The net interest charge fell £6.7m to £1.6m, due to an increase in the net finance credit in respect of pensions and a decrease in interest related to payments to MEP Mayflower Limited (MEP). The net result was profit before tax and exceptional items of £74.3m (2007: £79.8m).
There was an exceptional credit before tax of £4.8m relating to continuing operations (2007: £35.4m charge).
There was an exceptional charge before tax of £108.8m (2007: £11.1m) in respect of discontinued operations. Of this, £99.7m related to rent and other obligations payable on properties which had been occupied by the MFI UK Retail operations (the 'guaranteed' properties - see Group Developments section below), the remainder mainly relating to other legacy issues. Cash expenditure incurred in 2008 was £11.7m, the remainder of the charge being non-cash items, mostly provisions.
The tax charge on profit before tax and exceptional items from continuing operations was £23.3m, an effective tax rate of 31.4%. There was a tax credit of £2.6m in respect of the exceptional charge relating to discontinued operations.
Basic earnings per share excluding exceptional items from continuing operations was 8.5p (2007: 9.1p) and including exceptional items was 9.2p (2007: 8.8p). Basic (loss)/earnings per share including exceptional items from continuing and discontinued operations was (8.6)p (2007: earnings of 7.3p)
Net cash outflows from operating activities were £37.8m.
Within this, working capital changes meant a cash outflow of £89.5m. This included 'one-off' cash expenditure in relation to the restructuring of manufacturing and logistics operations announced in June 2007 (£10.8m). It also included 'one-off' payments to MEP in respect of the final payment due under the terms of Galiform's agreement with MEP in relation to the disposal of the MFI retail business (£12m), settlement of the 'closing cash adjustment' due in respect of cashflows generated by MFI between the effective date and completion date of the sale (£14.8m including interest), and settlement of MEP's net asset value claim (£8m). These 'one-off' payments totalled £45.6m. Stock levels at the end of 2008 were £19.3m higher than a year earlier, reflecting the sharp deterioration in trading conditions towards the end of the year (although stock levels subsequently began to fall in period 1 of 2009). Debtors fell by £22.4m, reflecting the termination of product supply to MFI at the end of 2007 and lower sales at the end of 2008. Trade and other creditors items were £47.0m lower. Included within this, a fall in trade creditors reflected the termination of product supply to MFI at the end of 2007.

-- Requirement --
Please list each 'one-off' payment that the financial results text includes in the working capital cash outflow, with its amount.

-- Stored records --

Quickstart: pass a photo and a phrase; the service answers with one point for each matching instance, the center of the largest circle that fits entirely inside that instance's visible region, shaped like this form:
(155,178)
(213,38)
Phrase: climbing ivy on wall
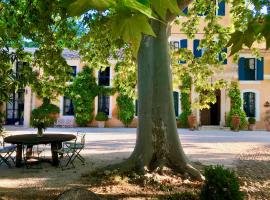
(185,100)
(83,91)
(125,109)
(236,106)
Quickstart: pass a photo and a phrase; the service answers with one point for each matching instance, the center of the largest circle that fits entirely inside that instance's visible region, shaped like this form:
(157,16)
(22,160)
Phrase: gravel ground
(248,152)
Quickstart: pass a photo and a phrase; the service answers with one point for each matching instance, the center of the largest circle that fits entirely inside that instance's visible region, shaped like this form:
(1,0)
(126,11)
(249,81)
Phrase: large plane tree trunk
(157,143)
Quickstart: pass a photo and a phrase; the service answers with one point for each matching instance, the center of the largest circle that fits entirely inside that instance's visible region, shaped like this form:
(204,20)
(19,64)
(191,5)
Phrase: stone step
(210,127)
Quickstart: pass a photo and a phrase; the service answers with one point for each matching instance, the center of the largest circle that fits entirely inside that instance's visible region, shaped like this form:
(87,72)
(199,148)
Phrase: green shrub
(185,101)
(236,106)
(41,117)
(101,116)
(125,109)
(251,120)
(182,196)
(83,91)
(220,184)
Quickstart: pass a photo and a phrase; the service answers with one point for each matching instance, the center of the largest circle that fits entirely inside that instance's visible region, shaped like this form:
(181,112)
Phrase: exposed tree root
(135,165)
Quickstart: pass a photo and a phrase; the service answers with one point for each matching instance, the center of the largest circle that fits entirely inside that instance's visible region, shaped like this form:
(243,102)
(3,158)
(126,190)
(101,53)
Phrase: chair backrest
(80,137)
(2,136)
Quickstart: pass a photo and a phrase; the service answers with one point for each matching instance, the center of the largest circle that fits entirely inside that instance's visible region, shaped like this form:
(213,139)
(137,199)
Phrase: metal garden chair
(71,150)
(31,156)
(6,153)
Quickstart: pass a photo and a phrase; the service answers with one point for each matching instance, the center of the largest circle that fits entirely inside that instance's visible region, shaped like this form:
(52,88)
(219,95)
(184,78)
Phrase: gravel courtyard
(110,145)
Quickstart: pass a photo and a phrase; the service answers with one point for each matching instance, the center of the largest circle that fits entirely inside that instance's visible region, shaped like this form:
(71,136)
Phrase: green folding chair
(71,151)
(6,154)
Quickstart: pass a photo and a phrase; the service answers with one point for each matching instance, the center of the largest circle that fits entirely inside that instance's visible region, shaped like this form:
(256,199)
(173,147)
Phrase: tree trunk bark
(157,143)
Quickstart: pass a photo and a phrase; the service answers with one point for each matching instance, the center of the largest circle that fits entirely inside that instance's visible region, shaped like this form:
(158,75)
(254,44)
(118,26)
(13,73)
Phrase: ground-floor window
(176,103)
(68,107)
(250,104)
(104,104)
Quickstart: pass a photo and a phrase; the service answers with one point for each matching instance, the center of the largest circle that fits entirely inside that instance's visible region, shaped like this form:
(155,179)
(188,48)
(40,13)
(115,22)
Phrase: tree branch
(181,5)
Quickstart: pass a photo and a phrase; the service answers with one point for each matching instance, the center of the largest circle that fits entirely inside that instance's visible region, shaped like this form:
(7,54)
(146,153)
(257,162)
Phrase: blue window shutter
(197,52)
(220,58)
(185,11)
(183,44)
(176,103)
(260,69)
(241,69)
(221,8)
(136,107)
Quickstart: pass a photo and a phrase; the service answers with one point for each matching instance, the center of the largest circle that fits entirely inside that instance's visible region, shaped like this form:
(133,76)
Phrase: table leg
(55,146)
(19,155)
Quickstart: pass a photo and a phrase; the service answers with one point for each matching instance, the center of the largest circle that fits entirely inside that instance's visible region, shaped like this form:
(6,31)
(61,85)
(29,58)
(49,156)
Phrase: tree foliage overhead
(251,23)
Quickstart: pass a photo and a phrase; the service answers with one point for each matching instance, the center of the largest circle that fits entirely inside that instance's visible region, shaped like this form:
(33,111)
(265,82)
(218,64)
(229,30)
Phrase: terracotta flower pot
(54,115)
(252,127)
(192,121)
(101,124)
(235,122)
(40,132)
(267,127)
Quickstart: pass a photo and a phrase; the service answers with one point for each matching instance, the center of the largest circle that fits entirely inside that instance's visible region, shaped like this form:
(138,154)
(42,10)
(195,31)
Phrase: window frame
(64,106)
(257,101)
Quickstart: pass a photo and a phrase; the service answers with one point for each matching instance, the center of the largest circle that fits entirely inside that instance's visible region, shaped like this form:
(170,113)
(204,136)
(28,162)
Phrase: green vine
(83,91)
(42,117)
(125,109)
(185,100)
(236,106)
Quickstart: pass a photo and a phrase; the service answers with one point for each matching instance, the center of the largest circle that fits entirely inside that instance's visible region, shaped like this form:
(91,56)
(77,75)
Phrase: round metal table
(32,139)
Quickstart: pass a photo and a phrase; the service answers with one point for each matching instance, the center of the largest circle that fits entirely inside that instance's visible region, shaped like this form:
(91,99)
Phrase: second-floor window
(68,108)
(176,103)
(104,77)
(104,104)
(74,71)
(250,69)
(249,104)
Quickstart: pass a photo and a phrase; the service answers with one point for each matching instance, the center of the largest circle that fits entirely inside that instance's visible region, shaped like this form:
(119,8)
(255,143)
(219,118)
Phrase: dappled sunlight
(107,148)
(22,182)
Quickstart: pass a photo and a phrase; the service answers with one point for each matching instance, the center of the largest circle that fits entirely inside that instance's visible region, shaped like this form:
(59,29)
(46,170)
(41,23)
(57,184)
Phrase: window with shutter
(260,69)
(221,8)
(197,52)
(251,69)
(249,104)
(183,44)
(68,108)
(176,103)
(104,77)
(104,104)
(74,71)
(220,57)
(136,107)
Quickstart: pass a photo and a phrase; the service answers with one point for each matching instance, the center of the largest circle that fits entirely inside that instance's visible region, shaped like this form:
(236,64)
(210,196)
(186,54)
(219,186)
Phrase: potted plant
(101,117)
(192,121)
(43,117)
(236,122)
(267,120)
(251,124)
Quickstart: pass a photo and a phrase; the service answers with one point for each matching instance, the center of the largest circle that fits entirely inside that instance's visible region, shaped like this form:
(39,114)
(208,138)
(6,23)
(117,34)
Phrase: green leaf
(162,6)
(79,7)
(141,7)
(130,28)
(236,42)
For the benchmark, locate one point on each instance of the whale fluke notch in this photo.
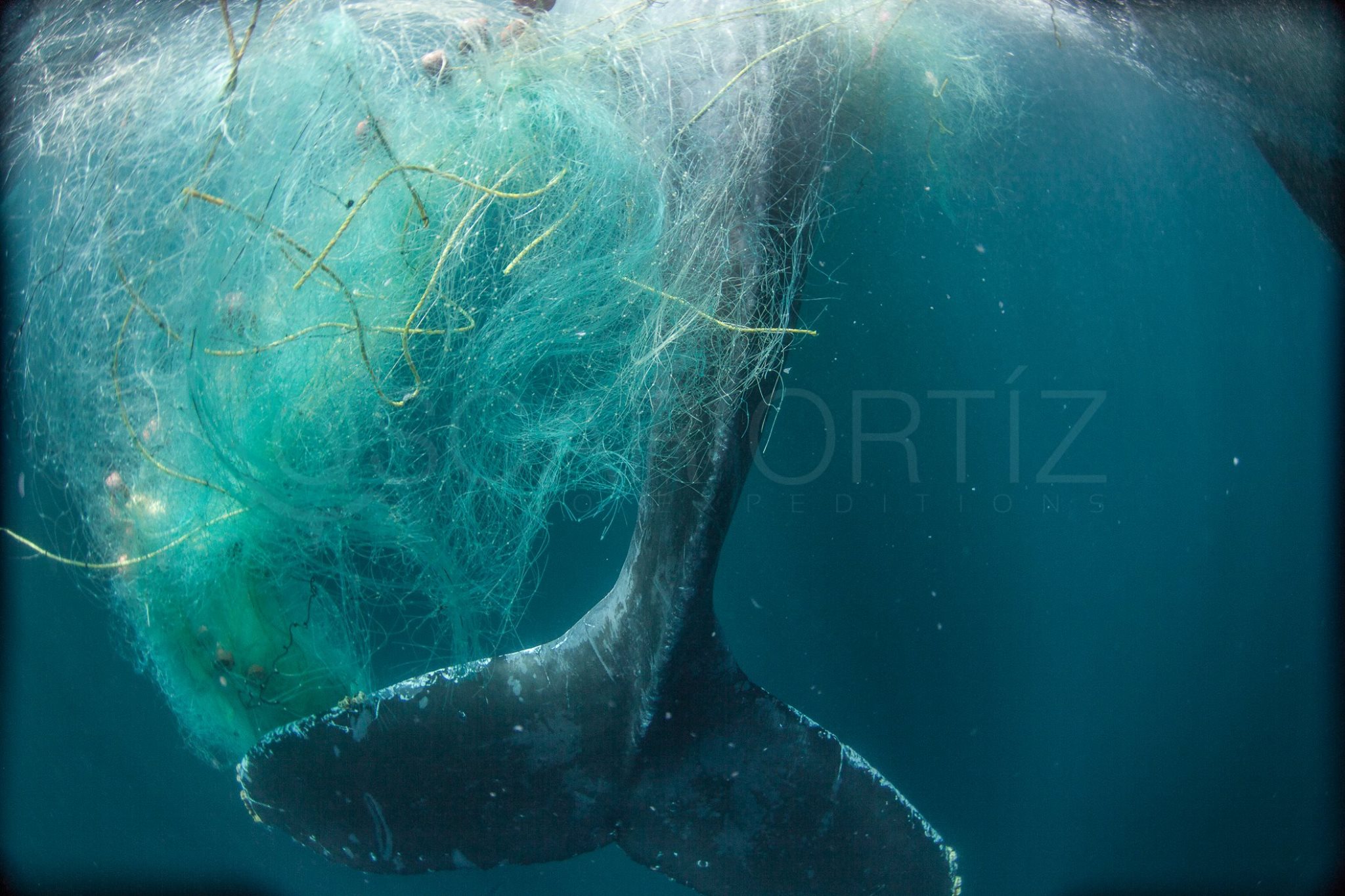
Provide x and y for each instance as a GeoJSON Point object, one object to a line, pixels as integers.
{"type": "Point", "coordinates": [635, 727]}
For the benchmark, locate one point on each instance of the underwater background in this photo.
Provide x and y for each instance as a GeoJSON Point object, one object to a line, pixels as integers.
{"type": "Point", "coordinates": [1110, 672]}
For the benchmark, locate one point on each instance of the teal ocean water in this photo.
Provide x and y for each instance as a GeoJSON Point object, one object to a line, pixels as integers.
{"type": "Point", "coordinates": [1093, 639]}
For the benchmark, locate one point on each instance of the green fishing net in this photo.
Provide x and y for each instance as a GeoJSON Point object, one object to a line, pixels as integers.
{"type": "Point", "coordinates": [327, 307]}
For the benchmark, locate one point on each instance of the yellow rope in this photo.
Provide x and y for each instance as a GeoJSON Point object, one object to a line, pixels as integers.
{"type": "Point", "coordinates": [125, 562]}
{"type": "Point", "coordinates": [423, 169]}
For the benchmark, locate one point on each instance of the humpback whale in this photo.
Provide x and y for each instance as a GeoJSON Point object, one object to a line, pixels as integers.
{"type": "Point", "coordinates": [636, 726]}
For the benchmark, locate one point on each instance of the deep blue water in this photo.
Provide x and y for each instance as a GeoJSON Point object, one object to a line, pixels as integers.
{"type": "Point", "coordinates": [1116, 683]}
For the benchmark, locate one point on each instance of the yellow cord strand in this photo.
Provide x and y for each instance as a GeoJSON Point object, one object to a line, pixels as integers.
{"type": "Point", "coordinates": [423, 169]}
{"type": "Point", "coordinates": [125, 562]}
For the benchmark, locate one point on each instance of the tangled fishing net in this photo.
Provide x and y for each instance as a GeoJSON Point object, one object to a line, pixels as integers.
{"type": "Point", "coordinates": [328, 305]}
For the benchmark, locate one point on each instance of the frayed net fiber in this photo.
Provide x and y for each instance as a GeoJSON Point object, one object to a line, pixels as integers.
{"type": "Point", "coordinates": [327, 307]}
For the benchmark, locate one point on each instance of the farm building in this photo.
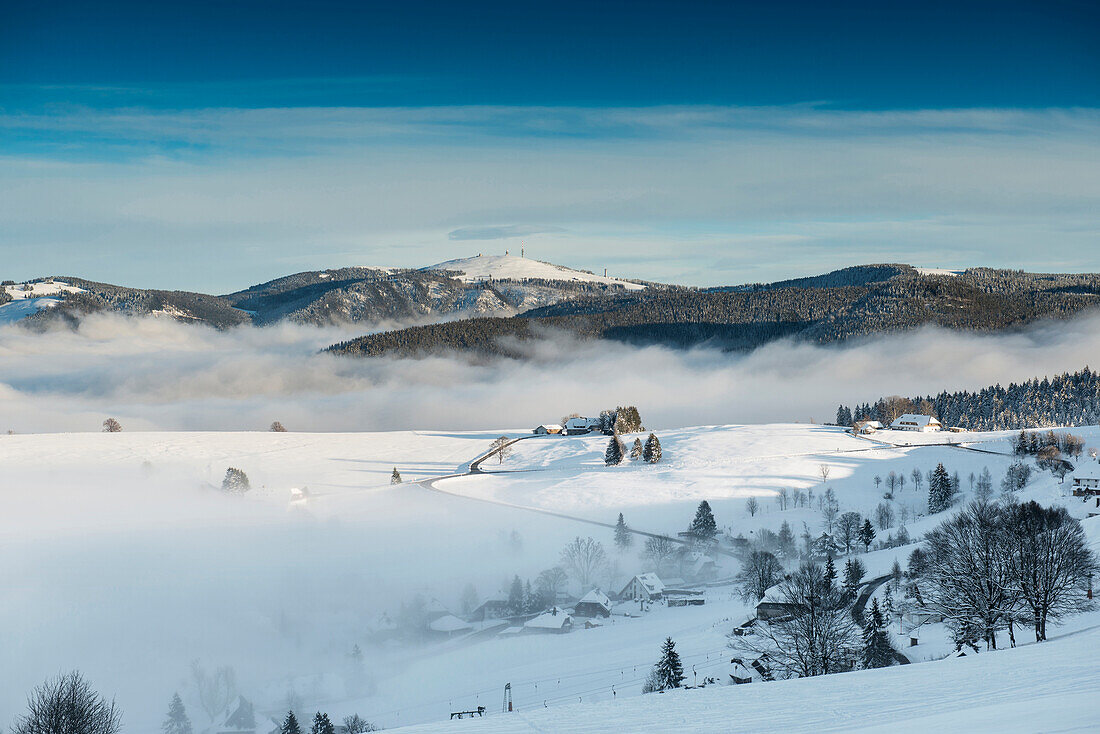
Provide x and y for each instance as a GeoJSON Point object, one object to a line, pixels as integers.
{"type": "Point", "coordinates": [556, 622]}
{"type": "Point", "coordinates": [772, 606]}
{"type": "Point", "coordinates": [593, 604]}
{"type": "Point", "coordinates": [867, 427]}
{"type": "Point", "coordinates": [646, 587]}
{"type": "Point", "coordinates": [492, 609]}
{"type": "Point", "coordinates": [240, 718]}
{"type": "Point", "coordinates": [747, 669]}
{"type": "Point", "coordinates": [1087, 482]}
{"type": "Point", "coordinates": [917, 423]}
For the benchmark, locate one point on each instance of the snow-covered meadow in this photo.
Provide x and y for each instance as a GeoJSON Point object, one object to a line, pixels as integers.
{"type": "Point", "coordinates": [121, 557]}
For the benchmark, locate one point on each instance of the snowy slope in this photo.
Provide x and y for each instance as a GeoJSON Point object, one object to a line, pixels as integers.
{"type": "Point", "coordinates": [29, 300]}
{"type": "Point", "coordinates": [127, 534]}
{"type": "Point", "coordinates": [517, 269]}
{"type": "Point", "coordinates": [1048, 687]}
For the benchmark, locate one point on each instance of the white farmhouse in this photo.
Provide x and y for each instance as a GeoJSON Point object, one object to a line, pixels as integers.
{"type": "Point", "coordinates": [917, 423]}
{"type": "Point", "coordinates": [581, 425]}
{"type": "Point", "coordinates": [646, 587]}
{"type": "Point", "coordinates": [1087, 482]}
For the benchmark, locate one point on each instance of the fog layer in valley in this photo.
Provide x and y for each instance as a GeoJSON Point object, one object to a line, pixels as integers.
{"type": "Point", "coordinates": [160, 374]}
{"type": "Point", "coordinates": [119, 555]}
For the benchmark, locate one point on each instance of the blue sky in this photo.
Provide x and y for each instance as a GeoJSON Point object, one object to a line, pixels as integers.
{"type": "Point", "coordinates": [210, 145]}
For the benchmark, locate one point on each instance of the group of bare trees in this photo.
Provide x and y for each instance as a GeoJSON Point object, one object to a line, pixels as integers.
{"type": "Point", "coordinates": [996, 566]}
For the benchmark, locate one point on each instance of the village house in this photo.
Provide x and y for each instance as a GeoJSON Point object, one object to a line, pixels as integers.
{"type": "Point", "coordinates": [552, 622]}
{"type": "Point", "coordinates": [644, 587]}
{"type": "Point", "coordinates": [746, 670]}
{"type": "Point", "coordinates": [917, 423]}
{"type": "Point", "coordinates": [240, 718]}
{"type": "Point", "coordinates": [593, 604]}
{"type": "Point", "coordinates": [492, 609]}
{"type": "Point", "coordinates": [1087, 484]}
{"type": "Point", "coordinates": [773, 606]}
{"type": "Point", "coordinates": [867, 427]}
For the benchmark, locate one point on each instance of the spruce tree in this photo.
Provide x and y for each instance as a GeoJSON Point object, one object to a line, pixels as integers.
{"type": "Point", "coordinates": [867, 535]}
{"type": "Point", "coordinates": [669, 670]}
{"type": "Point", "coordinates": [704, 526]}
{"type": "Point", "coordinates": [177, 721]}
{"type": "Point", "coordinates": [651, 452]}
{"type": "Point", "coordinates": [516, 596]}
{"type": "Point", "coordinates": [877, 652]}
{"type": "Point", "coordinates": [290, 724]}
{"type": "Point", "coordinates": [623, 537]}
{"type": "Point", "coordinates": [615, 452]}
{"type": "Point", "coordinates": [829, 571]}
{"type": "Point", "coordinates": [322, 724]}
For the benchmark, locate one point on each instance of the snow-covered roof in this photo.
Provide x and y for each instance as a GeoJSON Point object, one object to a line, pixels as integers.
{"type": "Point", "coordinates": [1087, 471]}
{"type": "Point", "coordinates": [595, 596]}
{"type": "Point", "coordinates": [517, 269]}
{"type": "Point", "coordinates": [651, 583]}
{"type": "Point", "coordinates": [914, 419]}
{"type": "Point", "coordinates": [553, 620]}
{"type": "Point", "coordinates": [449, 623]}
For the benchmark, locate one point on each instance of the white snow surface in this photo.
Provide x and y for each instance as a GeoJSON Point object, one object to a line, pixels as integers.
{"type": "Point", "coordinates": [26, 303]}
{"type": "Point", "coordinates": [120, 557]}
{"type": "Point", "coordinates": [515, 267]}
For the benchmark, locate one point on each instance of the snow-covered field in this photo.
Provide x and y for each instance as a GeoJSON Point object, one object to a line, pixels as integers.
{"type": "Point", "coordinates": [120, 557]}
{"type": "Point", "coordinates": [517, 269]}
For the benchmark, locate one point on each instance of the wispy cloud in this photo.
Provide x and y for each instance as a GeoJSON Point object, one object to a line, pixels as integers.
{"type": "Point", "coordinates": [501, 231]}
{"type": "Point", "coordinates": [761, 192]}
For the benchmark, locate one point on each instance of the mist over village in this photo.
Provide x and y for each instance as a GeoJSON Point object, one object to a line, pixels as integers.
{"type": "Point", "coordinates": [591, 369]}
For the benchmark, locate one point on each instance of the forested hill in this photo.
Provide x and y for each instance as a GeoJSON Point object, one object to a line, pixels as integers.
{"type": "Point", "coordinates": [1066, 400]}
{"type": "Point", "coordinates": [855, 302]}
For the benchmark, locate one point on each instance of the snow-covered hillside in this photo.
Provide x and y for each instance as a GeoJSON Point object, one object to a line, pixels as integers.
{"type": "Point", "coordinates": [29, 298]}
{"type": "Point", "coordinates": [1037, 688]}
{"type": "Point", "coordinates": [516, 269]}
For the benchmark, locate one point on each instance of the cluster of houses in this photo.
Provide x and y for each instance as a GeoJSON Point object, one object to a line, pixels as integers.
{"type": "Point", "coordinates": [574, 426]}
{"type": "Point", "coordinates": [568, 613]}
{"type": "Point", "coordinates": [1087, 486]}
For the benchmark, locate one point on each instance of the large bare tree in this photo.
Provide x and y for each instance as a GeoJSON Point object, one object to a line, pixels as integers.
{"type": "Point", "coordinates": [816, 636]}
{"type": "Point", "coordinates": [584, 558]}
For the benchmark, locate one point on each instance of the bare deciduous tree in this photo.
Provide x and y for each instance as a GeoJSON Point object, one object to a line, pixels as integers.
{"type": "Point", "coordinates": [67, 704]}
{"type": "Point", "coordinates": [760, 572]}
{"type": "Point", "coordinates": [817, 635]}
{"type": "Point", "coordinates": [501, 448]}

-- Complete response --
- Restructuring of manufacturing and logistics operations announced in June 2007: £10.8m
- Final payment due to MEP under Galiform's agreement on the disposal of the MFI retail business: £12m
- Settlement of the 'closing cash adjustment' for cashflows generated by MFI between the effective date and completion date of the sale: £14.8m, including interest
- Settlement of MEP's net asset value claim: £8m